-- RECORDS PROVIDED start --

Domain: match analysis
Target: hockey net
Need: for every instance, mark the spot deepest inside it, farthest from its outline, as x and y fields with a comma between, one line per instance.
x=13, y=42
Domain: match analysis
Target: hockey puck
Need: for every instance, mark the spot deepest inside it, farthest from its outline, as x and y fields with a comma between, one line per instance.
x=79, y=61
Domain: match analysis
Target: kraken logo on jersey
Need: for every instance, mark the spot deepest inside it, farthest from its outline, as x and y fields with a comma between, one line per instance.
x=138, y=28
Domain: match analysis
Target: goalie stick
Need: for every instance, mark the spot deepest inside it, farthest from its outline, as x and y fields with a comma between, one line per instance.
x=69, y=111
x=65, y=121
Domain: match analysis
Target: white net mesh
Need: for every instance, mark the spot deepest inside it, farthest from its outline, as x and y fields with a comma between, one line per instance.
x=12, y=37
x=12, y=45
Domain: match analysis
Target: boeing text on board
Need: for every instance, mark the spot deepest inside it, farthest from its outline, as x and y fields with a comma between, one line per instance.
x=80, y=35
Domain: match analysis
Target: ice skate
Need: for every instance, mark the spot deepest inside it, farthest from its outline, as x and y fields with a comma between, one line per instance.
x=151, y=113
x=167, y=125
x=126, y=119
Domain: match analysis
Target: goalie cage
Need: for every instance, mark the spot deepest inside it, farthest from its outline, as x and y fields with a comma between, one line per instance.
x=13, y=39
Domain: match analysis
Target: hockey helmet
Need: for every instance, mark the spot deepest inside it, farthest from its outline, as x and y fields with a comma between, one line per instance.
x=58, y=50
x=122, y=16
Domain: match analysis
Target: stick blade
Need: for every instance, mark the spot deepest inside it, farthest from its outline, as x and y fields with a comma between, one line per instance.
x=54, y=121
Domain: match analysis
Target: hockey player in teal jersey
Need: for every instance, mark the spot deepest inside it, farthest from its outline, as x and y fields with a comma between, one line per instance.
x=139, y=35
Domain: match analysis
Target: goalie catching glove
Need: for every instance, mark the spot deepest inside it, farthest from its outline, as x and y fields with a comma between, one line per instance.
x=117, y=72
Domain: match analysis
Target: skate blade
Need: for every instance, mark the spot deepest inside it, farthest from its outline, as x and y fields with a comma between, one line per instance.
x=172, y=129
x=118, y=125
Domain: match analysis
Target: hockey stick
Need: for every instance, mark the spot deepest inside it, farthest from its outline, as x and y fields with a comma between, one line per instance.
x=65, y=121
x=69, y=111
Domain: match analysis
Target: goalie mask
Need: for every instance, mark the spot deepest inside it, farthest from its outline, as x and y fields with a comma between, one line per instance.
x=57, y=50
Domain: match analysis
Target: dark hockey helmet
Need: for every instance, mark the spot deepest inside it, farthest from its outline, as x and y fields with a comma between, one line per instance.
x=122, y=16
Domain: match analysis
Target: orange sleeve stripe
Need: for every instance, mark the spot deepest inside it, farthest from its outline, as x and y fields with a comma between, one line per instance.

-- RECORDS PROVIDED end --

▶ [PROBLEM STATEMENT]
Reproduce every line of the listing above verbatim, from start to finish.

▶ [REPLY TO THE TASK]
Domain: match analysis
Target: hockey net
Need: for every instance, mark the spot deepest inside it, farthest from its outline, as x and y fields with a comma between, one line per instance.
x=13, y=42
Domain: match analysis
Target: hockey puck
Need: for every instance, mark the spot deepest inside it, farthest from its outline, as x and y fields with a comma between, one line per instance.
x=79, y=61
Domain: match analysis
Target: kraken logo on jersey
Need: for every instance, mark the spot deepest inside it, farthest from its outline, as x and y fields with a comma between, one line per instance.
x=138, y=28
Domain: match analysis
Target: goalie stick
Need: for every instance, mark the spot deepest inside it, farthest from its outline, as x and y fields with a comma between, one line per instance.
x=69, y=111
x=65, y=121
Domain: match analysis
Target: white net mesh
Need: for every instance, mark the spot deepest inside it, farthest from its outline, as x and y fields with a comma between, one line per instance.
x=12, y=37
x=12, y=45
Domain: match analysis
Target: boeing text on board
Need: for every instance, mark the spot deepest inside it, farthest from its outline, as x and y fields with a comma between, one line per instance.
x=80, y=35
Domain: match analysis
Target: ice skate
Need: for every instance, mark the spot deepest inside it, farthest from its outline, as x and y fields with a comma between, one line per instance.
x=151, y=113
x=167, y=125
x=126, y=119
Domain: match analysis
Target: goalie cage
Need: for every instance, mark the spot deepest inside it, farthest from its outline, as x and y fields with a comma between, one line per instance.
x=13, y=39
Domain: match analysis
Target: hockey helmet
Need: for every instance, mark the spot deepest inside it, farthest from its outline, as x and y fields with a comma between, one line per instance.
x=58, y=50
x=122, y=16
Domain: match analysis
Target: stick blade
Need: for every instance, mark the spot deepest inside it, farthest from its outline, as x and y fields with a comma between, one line per instance.
x=54, y=121
Domain: match analysis
Target: hockey player in teal jersey
Need: for every instance, mark the spot deepest inside it, farthest from its outline, as x and y fields with a comma between, one line per instance.
x=139, y=35
Domain: match analysis
Target: goalie catching glove
Need: for every instance, mark the spot deepest inside it, farthest from its outline, as x and y fields with a comma between, one line per instance.
x=117, y=72
Domain: match analysis
Target: skate blade
Need: for every instance, mark the spot deepest inside it, farthest from its outline, as x and y fields with a comma between, one line per instance.
x=172, y=129
x=118, y=125
Domain: match analysis
Target: hockey stick
Need: for every instance, mark the spot deepest inside it, farthest from its outline, as x and y fields with a comma between, one line per instance.
x=65, y=121
x=69, y=111
Domain: match analysis
Target: goalie mask
Need: for every instance, mark the spot deepest inside it, farthest from its outline, as x and y fields with a comma between, one line per instance.
x=57, y=50
Domain: match analysis
Target: dark hockey helmet
Need: for every instance, mark the spot deepest inside it, farthest from its outline, as x and y fields with a comma between, one line per instance.
x=122, y=16
Domain: match analysis
Target: orange sleeve stripe
Need: for every instance, mark the spot deepest inside it, farthest from its outline, as x and y fields with a comma between, one line per instance.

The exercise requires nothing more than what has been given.